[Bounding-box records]
+ + + + + + +

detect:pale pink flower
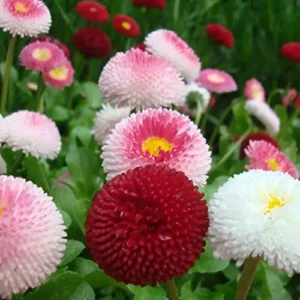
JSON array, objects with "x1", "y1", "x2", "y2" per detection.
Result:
[
  {"x1": 101, "y1": 108, "x2": 211, "y2": 186},
  {"x1": 0, "y1": 175, "x2": 66, "y2": 299},
  {"x1": 198, "y1": 69, "x2": 237, "y2": 94},
  {"x1": 145, "y1": 29, "x2": 201, "y2": 83},
  {"x1": 245, "y1": 141, "x2": 298, "y2": 178}
]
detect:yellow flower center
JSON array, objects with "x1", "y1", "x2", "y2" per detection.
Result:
[
  {"x1": 122, "y1": 22, "x2": 131, "y2": 30},
  {"x1": 268, "y1": 158, "x2": 280, "y2": 171},
  {"x1": 32, "y1": 48, "x2": 52, "y2": 61},
  {"x1": 142, "y1": 137, "x2": 173, "y2": 157}
]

+ + + + + + +

Task to complete - Only those lines running from the one containing "detect:yellow flower center" through the last line of the data above are to be copied, exactly, with both ends included.

Solution -
detect:yellow flower center
JSON array, objects with "x1", "y1", "x2", "y2" per detection.
Result:
[
  {"x1": 122, "y1": 22, "x2": 131, "y2": 30},
  {"x1": 268, "y1": 158, "x2": 280, "y2": 171},
  {"x1": 32, "y1": 48, "x2": 52, "y2": 61},
  {"x1": 142, "y1": 137, "x2": 173, "y2": 157}
]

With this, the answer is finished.